◆ **Your instructions**
Reproduce every item below word for word, leaving out the pictures.

◆ **Extracted information**
---------------

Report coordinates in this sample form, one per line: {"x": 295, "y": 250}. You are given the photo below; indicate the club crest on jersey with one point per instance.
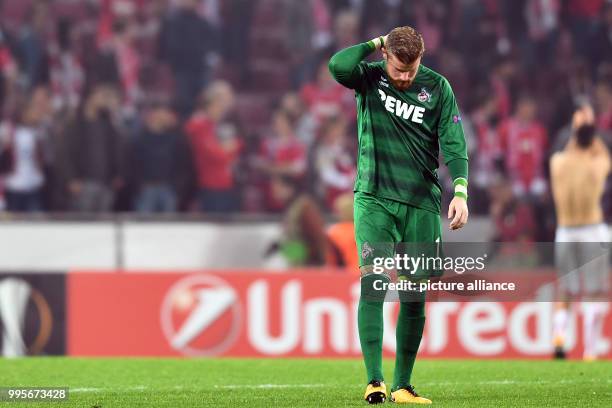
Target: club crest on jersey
{"x": 424, "y": 95}
{"x": 402, "y": 109}
{"x": 366, "y": 250}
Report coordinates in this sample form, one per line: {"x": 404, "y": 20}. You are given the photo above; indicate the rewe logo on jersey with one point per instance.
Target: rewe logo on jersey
{"x": 402, "y": 109}
{"x": 201, "y": 315}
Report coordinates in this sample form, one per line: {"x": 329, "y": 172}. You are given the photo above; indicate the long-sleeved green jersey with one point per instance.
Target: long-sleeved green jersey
{"x": 401, "y": 132}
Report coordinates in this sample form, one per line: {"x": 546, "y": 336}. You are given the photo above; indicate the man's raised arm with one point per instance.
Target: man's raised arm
{"x": 345, "y": 64}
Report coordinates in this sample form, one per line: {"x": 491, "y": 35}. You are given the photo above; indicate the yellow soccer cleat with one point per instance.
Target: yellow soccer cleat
{"x": 376, "y": 392}
{"x": 407, "y": 395}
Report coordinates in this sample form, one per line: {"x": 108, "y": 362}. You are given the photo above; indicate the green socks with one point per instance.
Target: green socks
{"x": 370, "y": 325}
{"x": 410, "y": 324}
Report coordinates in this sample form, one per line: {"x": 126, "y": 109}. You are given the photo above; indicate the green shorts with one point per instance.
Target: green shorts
{"x": 384, "y": 228}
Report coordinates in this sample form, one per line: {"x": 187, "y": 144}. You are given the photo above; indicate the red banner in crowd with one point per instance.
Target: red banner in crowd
{"x": 300, "y": 314}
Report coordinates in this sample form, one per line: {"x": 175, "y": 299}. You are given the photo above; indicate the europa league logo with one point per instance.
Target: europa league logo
{"x": 14, "y": 296}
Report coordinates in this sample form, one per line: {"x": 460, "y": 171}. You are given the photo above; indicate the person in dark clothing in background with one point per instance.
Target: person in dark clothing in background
{"x": 33, "y": 57}
{"x": 185, "y": 43}
{"x": 94, "y": 153}
{"x": 158, "y": 161}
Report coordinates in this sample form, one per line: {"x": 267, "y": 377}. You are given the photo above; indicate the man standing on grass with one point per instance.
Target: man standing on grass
{"x": 406, "y": 113}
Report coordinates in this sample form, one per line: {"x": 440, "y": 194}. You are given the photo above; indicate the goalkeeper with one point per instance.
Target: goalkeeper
{"x": 406, "y": 113}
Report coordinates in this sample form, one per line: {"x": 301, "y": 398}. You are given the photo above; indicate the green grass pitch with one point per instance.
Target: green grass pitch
{"x": 106, "y": 383}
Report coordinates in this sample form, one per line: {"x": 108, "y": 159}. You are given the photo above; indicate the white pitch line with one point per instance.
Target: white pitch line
{"x": 264, "y": 386}
{"x": 277, "y": 386}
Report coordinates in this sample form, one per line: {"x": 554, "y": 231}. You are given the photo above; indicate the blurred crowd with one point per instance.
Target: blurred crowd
{"x": 227, "y": 105}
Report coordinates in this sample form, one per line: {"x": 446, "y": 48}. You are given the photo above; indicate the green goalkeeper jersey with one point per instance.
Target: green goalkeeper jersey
{"x": 401, "y": 132}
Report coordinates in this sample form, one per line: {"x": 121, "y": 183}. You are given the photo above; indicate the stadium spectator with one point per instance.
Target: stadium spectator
{"x": 186, "y": 41}
{"x": 33, "y": 56}
{"x": 128, "y": 65}
{"x": 157, "y": 161}
{"x": 542, "y": 27}
{"x": 523, "y": 143}
{"x": 342, "y": 236}
{"x": 334, "y": 161}
{"x": 215, "y": 147}
{"x": 22, "y": 155}
{"x": 603, "y": 100}
{"x": 601, "y": 45}
{"x": 304, "y": 241}
{"x": 304, "y": 123}
{"x": 67, "y": 75}
{"x": 94, "y": 152}
{"x": 325, "y": 98}
{"x": 486, "y": 162}
{"x": 514, "y": 225}
{"x": 8, "y": 72}
{"x": 282, "y": 154}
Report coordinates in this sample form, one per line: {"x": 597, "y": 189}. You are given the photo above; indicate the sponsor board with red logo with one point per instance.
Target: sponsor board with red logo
{"x": 298, "y": 314}
{"x": 32, "y": 314}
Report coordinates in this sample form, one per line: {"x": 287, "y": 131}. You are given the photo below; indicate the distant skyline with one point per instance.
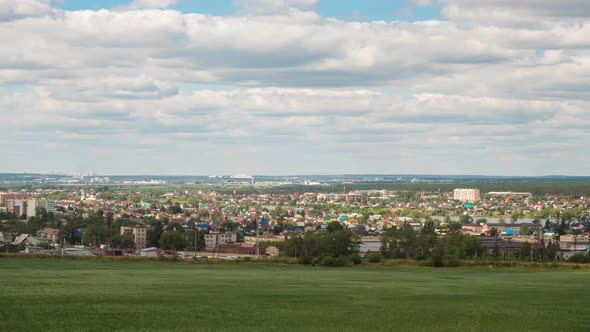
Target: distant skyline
{"x": 278, "y": 87}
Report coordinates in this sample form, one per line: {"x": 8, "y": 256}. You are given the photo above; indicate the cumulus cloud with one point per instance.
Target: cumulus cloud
{"x": 280, "y": 83}
{"x": 150, "y": 4}
{"x": 258, "y": 7}
{"x": 11, "y": 9}
{"x": 522, "y": 12}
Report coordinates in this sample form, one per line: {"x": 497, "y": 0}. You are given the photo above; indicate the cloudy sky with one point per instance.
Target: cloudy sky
{"x": 201, "y": 87}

---------------

◆ **Written reply**
Report coordinates in this sample form, one per line: {"x": 295, "y": 250}. You are given the photo below; indicate the club crest on jersey with one point per instance.
Target: club crest on jersey
{"x": 424, "y": 95}
{"x": 402, "y": 109}
{"x": 366, "y": 250}
Report coordinates in this sample form, one per line: {"x": 404, "y": 20}. You are given the photo above; indicate the rewe logo on jersey with one point per instance.
Target: rewe logo on jersey
{"x": 402, "y": 109}
{"x": 201, "y": 315}
Report coordinates in this sample form, one per line: {"x": 329, "y": 172}. You are given the photo above; indicate the long-sleeved green jersey with one point per instance.
Target: long-sleeved green jersey
{"x": 401, "y": 132}
Report coordinates in this sample form, one per line: {"x": 546, "y": 336}. You are given the photo above; indicate the man's raised arm with one point per instance.
Target: man's raised arm
{"x": 345, "y": 64}
Report coordinates in this sample form, one per line: {"x": 491, "y": 35}. You are given the photo above; indicate the yellow soccer cleat with one point per instance.
Target: yellow soccer cleat
{"x": 376, "y": 392}
{"x": 407, "y": 395}
Report coordinates in this sample form, one per line: {"x": 108, "y": 362}. You are given the photo above; indicate the green socks with one point per instance.
Target: green socks
{"x": 370, "y": 325}
{"x": 410, "y": 324}
Report coordinates in this sample form, one per line: {"x": 126, "y": 109}. You are given the photo above; indicate the green shorts with one point per instance.
Target: green shorts
{"x": 384, "y": 228}
Report coordinates in this sample form, one per line: {"x": 187, "y": 144}. You are given the photo above; indicate the red banner in crowd with one point per instance.
Target: red banner in crowd
{"x": 300, "y": 314}
Report coordinates in this sample form, one per line: {"x": 175, "y": 299}. You are given the photo above; indicate the europa league logo with one point per instance.
Target: europa league logo
{"x": 14, "y": 296}
Report coordinates in this sample form, one per line: {"x": 460, "y": 171}. You are given the photo above; indicate the person in dark clothing in background with one point per instance.
Target: person in dark clothing in background
{"x": 33, "y": 57}
{"x": 185, "y": 43}
{"x": 94, "y": 153}
{"x": 158, "y": 161}
Report coordinates in this sample form, one per line: {"x": 267, "y": 377}. You are given the photo above; indicate the man standing on grass with one point per instance.
Target: man standing on grass
{"x": 406, "y": 113}
Report coordinates in this sample form, one per line: {"x": 440, "y": 194}. You are given the photo above; indicate the goalkeeper with one point per instance.
Target: goalkeeper
{"x": 406, "y": 113}
Report coordinates in this sample form, one per line: {"x": 301, "y": 398}. You are given the photo above; indicate the green grass pitch with one point per instance.
Target: green grass pitch
{"x": 106, "y": 383}
Report coordinates in this sample form, one per line: {"x": 108, "y": 159}. You are given the photo above; indicate the white pitch line with one point per instance.
Target: white pitch line
{"x": 264, "y": 386}
{"x": 277, "y": 386}
Report coordinates in this sample form, one per line: {"x": 554, "y": 231}. You are given the photo above; indicate the blurred crowd with one point per instance.
Target: blurred crowd
{"x": 227, "y": 105}
Report coordinates in this sample form, one per line: {"x": 446, "y": 48}. You are given the photo above; indicate the green goalkeeper jersey with one point per instance.
Target: green goalkeeper jersey
{"x": 401, "y": 132}
Report coordinates in this sample form, one per line: {"x": 121, "y": 183}. You are given the photo above; indicate the stadium spectator with one point per instance.
Target: stadium spectator
{"x": 186, "y": 41}
{"x": 33, "y": 56}
{"x": 128, "y": 65}
{"x": 157, "y": 161}
{"x": 542, "y": 27}
{"x": 523, "y": 143}
{"x": 342, "y": 236}
{"x": 334, "y": 161}
{"x": 215, "y": 147}
{"x": 22, "y": 155}
{"x": 603, "y": 100}
{"x": 601, "y": 45}
{"x": 304, "y": 241}
{"x": 304, "y": 123}
{"x": 67, "y": 75}
{"x": 94, "y": 152}
{"x": 325, "y": 98}
{"x": 486, "y": 162}
{"x": 514, "y": 225}
{"x": 8, "y": 72}
{"x": 282, "y": 154}
Report coordinates in this sample form, one per line: {"x": 597, "y": 189}. You are given the photo above; indicate the sponsor board with red logo with one point per instance.
Target: sponsor board with red logo
{"x": 298, "y": 314}
{"x": 32, "y": 314}
Report coordinates in this sample form, one per line: {"x": 287, "y": 131}. You are given the photo below; indicate the distant skyline with one point per instance.
Target: distant skyline
{"x": 278, "y": 87}
Report coordinates in this sample form, one per line: {"x": 8, "y": 256}. You are given the photo above; indicate the cumulus cloud with one point per instance.
Target: cumulus cloud
{"x": 280, "y": 83}
{"x": 150, "y": 4}
{"x": 258, "y": 7}
{"x": 11, "y": 9}
{"x": 522, "y": 12}
Report coordinates in this sample form, one per line: {"x": 497, "y": 0}. You are given the photo above; indicate the cloudy sky with one point per instance.
Target: cloudy sky
{"x": 201, "y": 87}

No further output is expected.